- [Work task] An exact copy of the lines from the one containing "75H26L25 63L0 66V80H119V65L62" through the end of the material is all that is wanted; transcribe only those.

- [Material for this exercise]
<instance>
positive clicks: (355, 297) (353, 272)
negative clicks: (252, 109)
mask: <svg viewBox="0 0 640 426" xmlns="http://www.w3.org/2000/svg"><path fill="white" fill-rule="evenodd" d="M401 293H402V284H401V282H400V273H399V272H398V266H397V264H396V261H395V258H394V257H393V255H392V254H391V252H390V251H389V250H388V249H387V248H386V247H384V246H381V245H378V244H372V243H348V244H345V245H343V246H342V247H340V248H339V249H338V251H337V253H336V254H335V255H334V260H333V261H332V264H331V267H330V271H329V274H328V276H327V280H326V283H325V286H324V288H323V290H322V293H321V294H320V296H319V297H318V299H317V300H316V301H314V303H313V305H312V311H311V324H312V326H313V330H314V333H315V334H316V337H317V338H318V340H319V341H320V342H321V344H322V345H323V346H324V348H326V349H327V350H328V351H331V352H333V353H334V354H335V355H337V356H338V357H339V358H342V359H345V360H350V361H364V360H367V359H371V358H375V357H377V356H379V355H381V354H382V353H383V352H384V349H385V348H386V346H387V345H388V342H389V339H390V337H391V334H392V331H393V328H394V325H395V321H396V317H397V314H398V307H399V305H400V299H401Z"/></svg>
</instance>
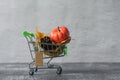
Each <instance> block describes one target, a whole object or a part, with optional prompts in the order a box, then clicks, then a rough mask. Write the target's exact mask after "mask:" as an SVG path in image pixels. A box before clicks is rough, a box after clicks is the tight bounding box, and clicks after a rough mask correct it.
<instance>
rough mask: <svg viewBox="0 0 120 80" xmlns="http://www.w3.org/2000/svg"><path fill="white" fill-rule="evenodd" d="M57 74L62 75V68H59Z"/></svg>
mask: <svg viewBox="0 0 120 80" xmlns="http://www.w3.org/2000/svg"><path fill="white" fill-rule="evenodd" d="M56 73H57V74H58V75H60V74H61V73H62V67H60V66H59V67H58V68H57V71H56Z"/></svg>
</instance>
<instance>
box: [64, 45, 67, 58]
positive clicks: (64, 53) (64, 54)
mask: <svg viewBox="0 0 120 80" xmlns="http://www.w3.org/2000/svg"><path fill="white" fill-rule="evenodd" d="M64 55H65V56H67V55H68V48H67V46H65V48H64Z"/></svg>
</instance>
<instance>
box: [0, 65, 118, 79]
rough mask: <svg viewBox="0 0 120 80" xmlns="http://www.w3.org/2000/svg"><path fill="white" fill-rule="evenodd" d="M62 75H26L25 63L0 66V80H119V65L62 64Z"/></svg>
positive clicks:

- [Exercise answer]
rough mask: <svg viewBox="0 0 120 80" xmlns="http://www.w3.org/2000/svg"><path fill="white" fill-rule="evenodd" d="M62 75H26L25 63L0 66V80H119V65L62 64Z"/></svg>
positive clicks:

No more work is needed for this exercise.